## EXCERPT TO READ
____________

NEW DELHI: India’s Foreign Secretary Harsh Vardhan Shringla and Army Chief Gen Naravane wound up their Myanmar visit with a “commitment not to allow their respective territories to be used for activities inimical to each other,” and maintain security and stability in their border areas.
That was the easy part. The tough one was the diplomatic tightrope they had to walk on the Rohingya refugees issue. Bangladesh has been urging India to get tough with Myanmar, and allow the refugees to return to their homes in Rakhine state. But India cannot push Myanmar beyond a point.
As the Ministry of External Affairs (MEA) delicately put it: “Foreign Secretary conveyed India’s support for ensuring safe, sustainable and speedy return of displaced persons to the Rakhine State”.
India has an on-going Rakhine State Development Programme worth $5 million per annum under which it’s providing development assistance in education, health and agriculture.
A project agreement to upgrade an agricultural mechanisation sub-station was signed to help farmers in Rakhine State use farm equipment more effectively.
India also sought to increase its investments in the energy sector in Myanmar, offering to build a petroleum refinery in the Thaniyin region of Myanmar during the visit. Currently, it has over 1.2 billion dollars worth of investments in the oil and gas sector in Myanmar. But it’s looking to step up its presence in this sector especially to counter growing Chinese investments in oil and gas in Myanmar.
The strategic Sittwe port and the Kaladan Multi Modal Transit System in Rakhine State that are expected to facilitate connectivity to India’s north east, also figured in the talks. The two sides agreed to operationalise the Sittwe port in the first quarter of 2021.

____________

## DATA EXTRACTS
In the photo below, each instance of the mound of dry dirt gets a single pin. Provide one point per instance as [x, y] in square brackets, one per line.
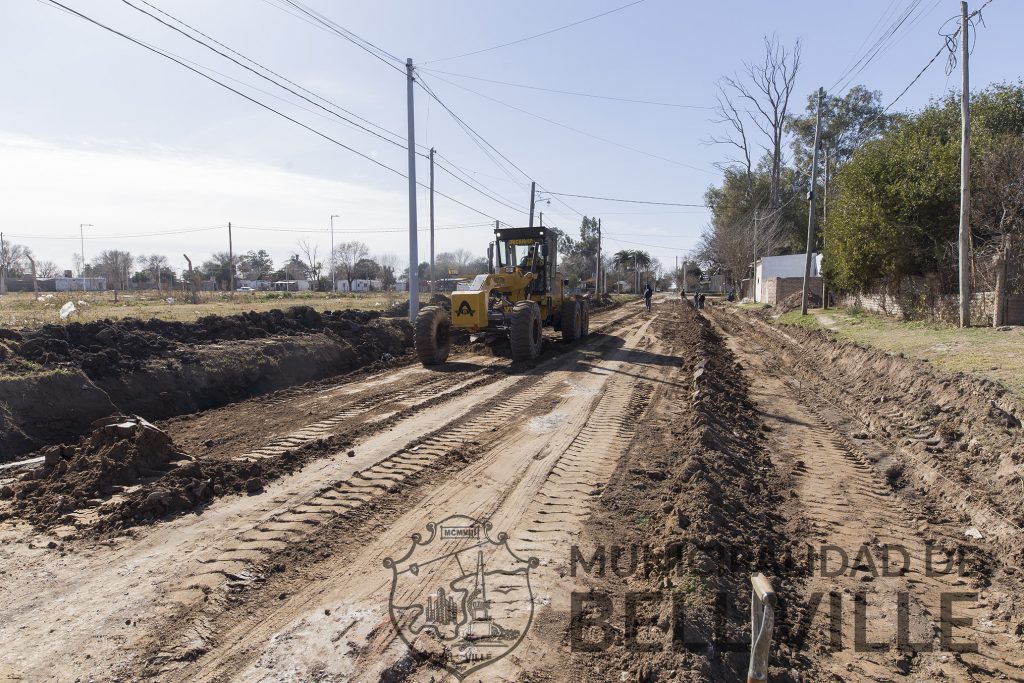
[795, 301]
[121, 451]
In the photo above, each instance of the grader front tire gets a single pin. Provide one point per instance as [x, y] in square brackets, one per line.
[524, 332]
[571, 321]
[433, 338]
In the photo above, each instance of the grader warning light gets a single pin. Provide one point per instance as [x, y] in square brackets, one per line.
[523, 293]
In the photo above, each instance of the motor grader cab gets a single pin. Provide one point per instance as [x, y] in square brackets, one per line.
[522, 293]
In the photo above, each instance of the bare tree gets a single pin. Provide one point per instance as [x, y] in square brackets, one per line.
[12, 258]
[47, 269]
[346, 255]
[388, 262]
[308, 253]
[753, 105]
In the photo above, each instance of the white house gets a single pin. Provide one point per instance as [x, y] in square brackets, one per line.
[359, 285]
[781, 266]
[292, 286]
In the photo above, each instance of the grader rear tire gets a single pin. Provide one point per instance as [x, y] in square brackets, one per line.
[524, 331]
[571, 321]
[433, 338]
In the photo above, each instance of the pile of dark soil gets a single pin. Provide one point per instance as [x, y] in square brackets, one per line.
[795, 300]
[400, 308]
[121, 451]
[110, 348]
[699, 496]
[56, 380]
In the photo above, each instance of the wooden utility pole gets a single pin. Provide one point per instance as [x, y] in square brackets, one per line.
[3, 266]
[414, 252]
[810, 202]
[230, 260]
[192, 280]
[431, 220]
[965, 227]
[35, 285]
[532, 198]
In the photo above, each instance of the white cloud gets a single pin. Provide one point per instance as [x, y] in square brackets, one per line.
[50, 188]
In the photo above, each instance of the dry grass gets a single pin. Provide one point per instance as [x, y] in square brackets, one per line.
[23, 310]
[979, 351]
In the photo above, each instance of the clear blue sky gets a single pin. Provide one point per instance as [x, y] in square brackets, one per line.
[96, 130]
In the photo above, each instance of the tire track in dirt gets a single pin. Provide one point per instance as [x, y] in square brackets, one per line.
[848, 505]
[514, 475]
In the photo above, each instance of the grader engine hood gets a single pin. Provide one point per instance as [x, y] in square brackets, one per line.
[469, 309]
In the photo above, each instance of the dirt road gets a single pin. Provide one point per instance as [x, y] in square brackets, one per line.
[662, 430]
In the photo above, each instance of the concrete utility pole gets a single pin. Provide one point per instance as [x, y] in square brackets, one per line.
[230, 260]
[965, 228]
[192, 280]
[3, 266]
[414, 252]
[824, 219]
[532, 197]
[81, 237]
[810, 202]
[334, 267]
[431, 220]
[35, 286]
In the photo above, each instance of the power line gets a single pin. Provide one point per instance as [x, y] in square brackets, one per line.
[91, 236]
[341, 31]
[263, 76]
[568, 92]
[610, 199]
[181, 62]
[873, 51]
[264, 68]
[576, 130]
[539, 35]
[467, 128]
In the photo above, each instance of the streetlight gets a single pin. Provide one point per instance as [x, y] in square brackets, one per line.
[81, 237]
[334, 275]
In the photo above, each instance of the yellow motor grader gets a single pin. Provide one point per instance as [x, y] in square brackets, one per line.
[522, 293]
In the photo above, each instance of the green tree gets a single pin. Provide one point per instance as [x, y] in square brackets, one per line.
[255, 264]
[897, 204]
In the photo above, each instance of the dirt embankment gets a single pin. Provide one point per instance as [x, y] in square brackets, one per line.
[698, 498]
[951, 437]
[58, 379]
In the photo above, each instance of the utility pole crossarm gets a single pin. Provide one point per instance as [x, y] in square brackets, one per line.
[965, 224]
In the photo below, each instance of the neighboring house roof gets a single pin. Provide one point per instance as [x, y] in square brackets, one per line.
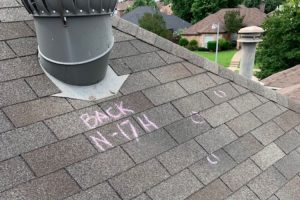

____________

## WORK TO BE COMPLETED
Continue the news report above on the Indian foreign secretary and army chief's Myanmar visit, picking up right after its final sentence.

## ANSWER SPACE
India also announced a grant of $2 million for the construction of the border haat bridge in Chin State that will provide increased economic connectivity with Mizoram.
Shringla assured “India’s continued support in sharing experiences in constitutionalism and federalism to assist Myanmar in its democratic transition.” Myanmar goes to the polls next month.
Shringla also handed over 3,000 vials of the drug Remdisivir to fight the pandemic, while assuring all help with the Covid-19 vaccine when it becomes available.
Myanmar has seen a huge surge in Covid 19 cases in recent weeks and this is the second tranche of Covid assistance provided by New Delhi. It’s the second country in India’s immediate neighbourhood–Bangladesh was the first–that’s been offered the Covid19 vaccine, once developed, on priority.
Finally, a new home for the Indian embassy. Fifteen years after Myanmar inaugurated the new capital of Nay Pyi Taw, over 300 km north of Yangon, Shringla inaugurated a liaison office there. The embassy will move from Yangon once the new premises are ready.